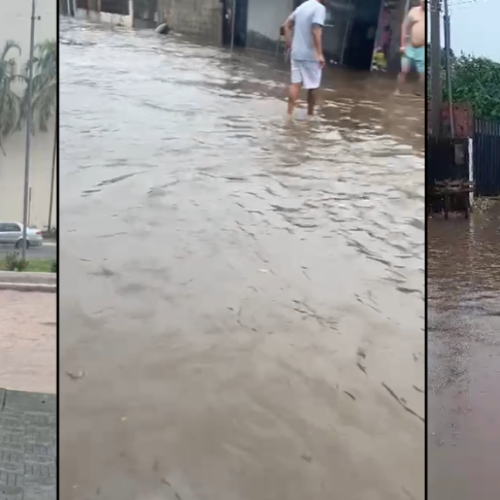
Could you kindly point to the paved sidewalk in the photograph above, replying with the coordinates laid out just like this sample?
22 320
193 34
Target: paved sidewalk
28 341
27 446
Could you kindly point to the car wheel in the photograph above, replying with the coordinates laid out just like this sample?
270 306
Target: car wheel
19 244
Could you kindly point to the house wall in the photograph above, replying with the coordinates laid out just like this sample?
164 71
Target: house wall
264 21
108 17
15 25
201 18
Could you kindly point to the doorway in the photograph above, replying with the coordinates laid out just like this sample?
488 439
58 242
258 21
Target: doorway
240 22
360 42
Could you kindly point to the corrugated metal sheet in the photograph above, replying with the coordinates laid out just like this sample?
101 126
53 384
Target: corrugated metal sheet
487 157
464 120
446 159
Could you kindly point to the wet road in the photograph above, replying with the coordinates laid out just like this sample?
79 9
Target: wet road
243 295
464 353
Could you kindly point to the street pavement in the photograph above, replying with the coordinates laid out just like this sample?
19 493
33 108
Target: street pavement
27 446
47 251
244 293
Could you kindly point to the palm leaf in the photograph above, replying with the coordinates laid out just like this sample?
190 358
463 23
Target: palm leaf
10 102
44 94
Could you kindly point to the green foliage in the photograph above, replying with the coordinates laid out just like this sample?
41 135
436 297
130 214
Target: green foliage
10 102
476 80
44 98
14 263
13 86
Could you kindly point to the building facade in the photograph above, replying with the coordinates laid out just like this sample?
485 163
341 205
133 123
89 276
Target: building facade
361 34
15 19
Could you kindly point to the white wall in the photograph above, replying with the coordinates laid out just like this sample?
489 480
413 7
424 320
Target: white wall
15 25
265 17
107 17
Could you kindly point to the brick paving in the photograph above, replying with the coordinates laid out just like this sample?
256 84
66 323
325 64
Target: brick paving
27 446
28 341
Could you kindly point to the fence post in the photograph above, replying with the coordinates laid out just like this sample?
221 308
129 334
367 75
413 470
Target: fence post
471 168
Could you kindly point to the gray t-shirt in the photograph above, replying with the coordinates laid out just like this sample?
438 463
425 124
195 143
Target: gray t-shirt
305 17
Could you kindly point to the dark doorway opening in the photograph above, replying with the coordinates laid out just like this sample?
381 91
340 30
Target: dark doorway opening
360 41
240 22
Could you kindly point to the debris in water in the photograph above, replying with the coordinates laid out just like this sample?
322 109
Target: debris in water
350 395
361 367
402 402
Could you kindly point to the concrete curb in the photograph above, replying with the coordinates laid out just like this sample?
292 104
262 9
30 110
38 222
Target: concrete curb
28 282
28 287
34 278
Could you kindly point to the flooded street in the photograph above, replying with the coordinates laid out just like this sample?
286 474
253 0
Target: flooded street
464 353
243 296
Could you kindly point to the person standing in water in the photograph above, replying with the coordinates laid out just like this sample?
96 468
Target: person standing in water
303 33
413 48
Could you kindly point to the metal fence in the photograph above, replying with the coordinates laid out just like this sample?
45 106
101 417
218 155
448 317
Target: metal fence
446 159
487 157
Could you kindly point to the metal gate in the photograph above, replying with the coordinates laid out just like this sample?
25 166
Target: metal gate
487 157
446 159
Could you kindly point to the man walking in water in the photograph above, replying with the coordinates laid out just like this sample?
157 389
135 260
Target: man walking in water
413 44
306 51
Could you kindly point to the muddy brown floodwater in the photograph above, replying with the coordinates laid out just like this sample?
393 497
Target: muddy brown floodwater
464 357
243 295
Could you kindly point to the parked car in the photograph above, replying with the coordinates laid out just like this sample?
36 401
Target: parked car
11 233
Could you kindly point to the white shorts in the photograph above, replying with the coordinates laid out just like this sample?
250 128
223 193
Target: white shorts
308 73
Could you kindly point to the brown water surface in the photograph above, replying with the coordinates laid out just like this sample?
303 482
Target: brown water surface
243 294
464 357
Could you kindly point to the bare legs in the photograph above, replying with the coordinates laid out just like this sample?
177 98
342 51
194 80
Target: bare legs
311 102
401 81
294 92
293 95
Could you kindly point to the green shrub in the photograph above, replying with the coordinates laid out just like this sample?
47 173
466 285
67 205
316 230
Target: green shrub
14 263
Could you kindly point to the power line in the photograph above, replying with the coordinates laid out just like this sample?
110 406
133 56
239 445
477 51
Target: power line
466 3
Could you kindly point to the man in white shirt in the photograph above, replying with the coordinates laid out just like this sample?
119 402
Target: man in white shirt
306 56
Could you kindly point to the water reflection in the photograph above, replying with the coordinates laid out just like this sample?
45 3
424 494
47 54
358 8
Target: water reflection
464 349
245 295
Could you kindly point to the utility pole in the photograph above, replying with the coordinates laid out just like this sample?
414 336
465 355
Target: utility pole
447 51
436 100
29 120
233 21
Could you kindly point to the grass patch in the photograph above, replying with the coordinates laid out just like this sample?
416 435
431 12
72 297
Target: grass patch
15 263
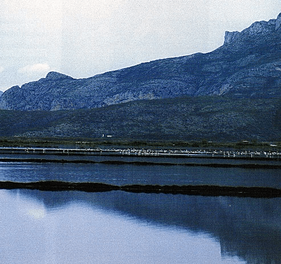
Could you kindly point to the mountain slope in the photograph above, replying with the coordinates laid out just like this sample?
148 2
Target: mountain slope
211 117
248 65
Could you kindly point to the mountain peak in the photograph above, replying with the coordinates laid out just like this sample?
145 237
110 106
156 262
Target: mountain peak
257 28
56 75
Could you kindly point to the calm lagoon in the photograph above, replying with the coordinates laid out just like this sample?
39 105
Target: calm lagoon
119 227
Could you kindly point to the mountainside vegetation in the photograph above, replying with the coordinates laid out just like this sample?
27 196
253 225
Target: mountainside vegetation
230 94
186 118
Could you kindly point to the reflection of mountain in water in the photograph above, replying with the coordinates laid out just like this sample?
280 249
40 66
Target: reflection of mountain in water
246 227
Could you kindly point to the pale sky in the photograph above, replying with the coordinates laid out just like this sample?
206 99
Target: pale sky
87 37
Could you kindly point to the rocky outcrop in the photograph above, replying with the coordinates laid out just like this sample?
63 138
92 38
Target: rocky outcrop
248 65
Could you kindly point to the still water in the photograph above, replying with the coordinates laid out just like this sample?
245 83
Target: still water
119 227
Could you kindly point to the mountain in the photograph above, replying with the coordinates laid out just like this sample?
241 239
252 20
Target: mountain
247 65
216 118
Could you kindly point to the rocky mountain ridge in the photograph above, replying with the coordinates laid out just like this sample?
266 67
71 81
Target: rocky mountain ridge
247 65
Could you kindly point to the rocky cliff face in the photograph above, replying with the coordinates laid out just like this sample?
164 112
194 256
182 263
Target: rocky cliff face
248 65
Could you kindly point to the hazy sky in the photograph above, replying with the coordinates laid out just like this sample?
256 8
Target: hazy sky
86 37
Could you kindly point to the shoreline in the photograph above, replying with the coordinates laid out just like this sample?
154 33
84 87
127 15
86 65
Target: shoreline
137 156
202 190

______

_EXERCISE OBJECTIVE_. Every entry above should be restated word for word, with the images left out.

_YOUR RESPONSE_.
Could you kindly point to the paved sidewalk in the photograph above, replying with the coordinates laid out just like this sample?
22 320
193 34
Target: paved sidewalk
28 341
27 446
Could you kindly point to the car wheel in the photograph above, replying with the coordinates laid out just like this sample?
270 306
Target: car wheel
19 244
Could you kindly point to the house wall in the photograph above, replying with the coordinates laid out just like this sample?
164 71
Target: house wall
264 21
108 17
15 25
201 18
Could you kindly point to the doorway in the photograph above, replying with the coordinates laid out just like this sample?
488 439
58 242
258 21
Target: doorway
240 22
360 42
Could you kindly point to the corrugated metal sheet in the photograph above, replying with the coordinates laid out just like this sample?
101 126
53 384
Target: corrugated metal sheet
487 157
464 120
446 159
Could you kindly point to the wet road in the photograph above, replying with the coordinates laid out just like this sample?
79 9
Target: wet road
243 295
464 353
Could you kindly point to the street pavement in the photograph above, replying with the coordinates laid out just like this sample?
19 493
33 108
Target: street pavement
27 446
47 251
244 293
Could you kindly point to the palm leaf in the photograph above, replying with the coordinates laid out just like this sample?
190 358
463 23
Target: palm leaf
10 102
44 94
Could you kindly point to the green foliage in the photograph above, replying with the coordinates laid out just like this sample?
41 135
436 297
130 214
Target: green foliage
10 102
476 80
44 98
14 263
13 86
Could you kindly point to the building facade in the photograph above, replying with the coordinates laid out just like this sample?
485 163
341 205
133 123
89 276
Target: building facade
361 34
15 19
Could you kindly point to the white wall in the photograph above, replying with the coordinates laid out just like this sample?
489 480
413 7
424 320
Target: white wall
15 25
265 17
107 17
Could you kindly point to the brick paving in the photograph above, replying with the coordinates laid out just like this sample?
256 84
66 323
325 64
Target: brick paving
27 446
28 341
Could you kindly point to the fence post in the photograph above, replying with the coordinates laid out just like this sample?
221 308
129 334
367 75
413 470
Target: fence post
471 168
Could you kindly point to the gray t-shirt in the photograph above, replying with the coordinates laid out just like this sample?
438 463
425 124
195 143
Target: gray t-shirt
305 17
Could you kindly point to the dark doorway opening in the photograph above, replying with the coordinates laid out just like this sample?
381 91
340 30
Target: dark doorway opening
360 41
240 22
Could you kindly point to the debris in water in the photograph above, replying with the coordinates laid out just like this sample?
322 109
Target: debris in water
350 395
361 367
402 402
Could you kindly point to the concrete curb in the photograph above, replying with the coordinates laid out just like this sample?
292 104
262 9
30 110
38 222
Target: concrete curb
28 282
28 287
34 278
Could you kindly point to the flooded street in the photograph above, replying with the coordinates laid out just like this sample?
286 474
253 0
Target: flooded street
464 353
243 296
Could you kindly point to the person standing in water in the photograph above, replying with the coordinates laid out just like this sample?
96 468
Target: person standing in water
303 33
413 48
Could you kindly point to the metal fence in the photograph above, replying with the coordinates laid out just like this sample?
45 106
101 417
218 155
448 317
Target: metal fence
446 159
487 157
Could you kindly point to the metal gate in the photograph above, replying with the coordinates laid out just like this sample?
25 166
Target: metal gate
487 157
446 159
Could you kindly point to the man walking in water in the photograph above, replying with the coordinates laid out just like this sample?
157 389
135 260
Target: man walking in water
413 44
306 51
Could you kindly point to the muddy brown floodwater in the photograph above, replying with the coordinates laid out just like this sample?
393 497
Target: muddy brown floodwater
464 357
243 295
Could you kindly point to the parked car in the photograph above, replying with the coordinates laid out just like this sample?
36 401
Target: parked car
11 233
Could you kindly point to the white shorts in the photograph above, replying with the coordinates laid out just like this sample?
250 128
223 193
Target: white shorts
308 73
Could you kindly point to the brown water surface in the photograph above, replying with the coordinates laid out just like this sample?
303 482
Target: brown water surface
243 294
464 357
Could you kindly point to the bare legs in the photograph above, replying with the coordinates laid out just like this sample?
177 98
342 51
194 80
Target: bare legs
311 102
401 81
294 92
293 95
Could you kindly point to the green shrub in the photograph above, replying with the coordinates laid out just like this sample?
47 173
466 285
67 205
316 230
Target: green shrub
14 263
Could you kindly point to the power line in the photograph above, replying with the coordinates laid out just like this sample?
110 406
133 56
239 445
477 51
Target: power line
466 3
Could you kindly point to the man in white shirt in the photograph above, replying with the coordinates laid out just like this sample?
119 402
Target: man in white shirt
306 56
Could you kindly point to the water reflection in the photograph above, replying with the coordinates laid out just like this sample?
45 3
424 494
47 54
358 8
Target: water reflection
464 349
245 295
Could you kindly point to the utility pole in the photograph above, replying with the coordinates laid out just like this sample?
414 336
465 355
Target: utility pole
447 51
436 100
29 120
233 21
Could you kindly point to the grass patch in the photograph above, replying with the coordinates laid out just like this sample?
416 435
431 12
72 297
Target: grass patch
15 263
Could you kindly point to the mountain slope in the photograph above, replying with the coordinates laid out just like this sample?
148 2
Target: mountain slope
211 117
248 65
Could you kindly point to the mountain peak in the photograph above, replying with the coordinates laid out just like this sample?
145 237
110 106
156 262
Target: mountain peak
257 28
56 75
Could you kindly point to the calm lagoon in the photograph above, replying with the coordinates laid out just like this sample?
39 105
Target: calm lagoon
119 227
Could you kindly point to the mountainside vegetation in the photograph above, replying with the coordinates laid out just like this sample?
27 196
253 225
Target: mountainside vegetation
230 94
186 118
Could you kindly point to the reflection of mountain in water in the photograph above, replying with the coordinates laid out just like this sample?
280 249
40 66
Target: reflection of mountain in water
246 227
Could you kindly point to the pale sky in the photograph above, replying with the coordinates laid out just like this sample?
206 99
Target: pale sky
87 37
Could you kindly point to the rocky outcrop in the photograph above, replying with the coordinates laid out just like this sample?
63 138
92 38
Target: rocky outcrop
248 65
Could you kindly point to the still water in the photograph above, replying with the coordinates laid out just like this sample?
245 83
Target: still water
119 227
Could you kindly point to the mountain in the photograph above, replying with the coordinates laid out just like this sample?
241 239
252 20
Target: mountain
247 65
216 118
Could you kindly point to the rocky mountain ridge in the photograph above, replying with the coordinates laid out just like this sample?
266 67
71 81
Target: rocky mountain ridge
247 65
Could you kindly point to the rocky cliff face in the photograph above, replying with the coordinates laid out just like this sample?
164 112
194 256
182 263
Target: rocky cliff face
248 65
Could you kindly point to the hazy sky in the photograph above, replying with the coordinates laid out just like this sample?
256 8
Target: hazy sky
86 37
Could you kindly point to the shoreline in the photograph above, replying with the coordinates laid out just like this sample?
154 33
84 87
127 15
86 65
Target: shoreline
137 156
202 190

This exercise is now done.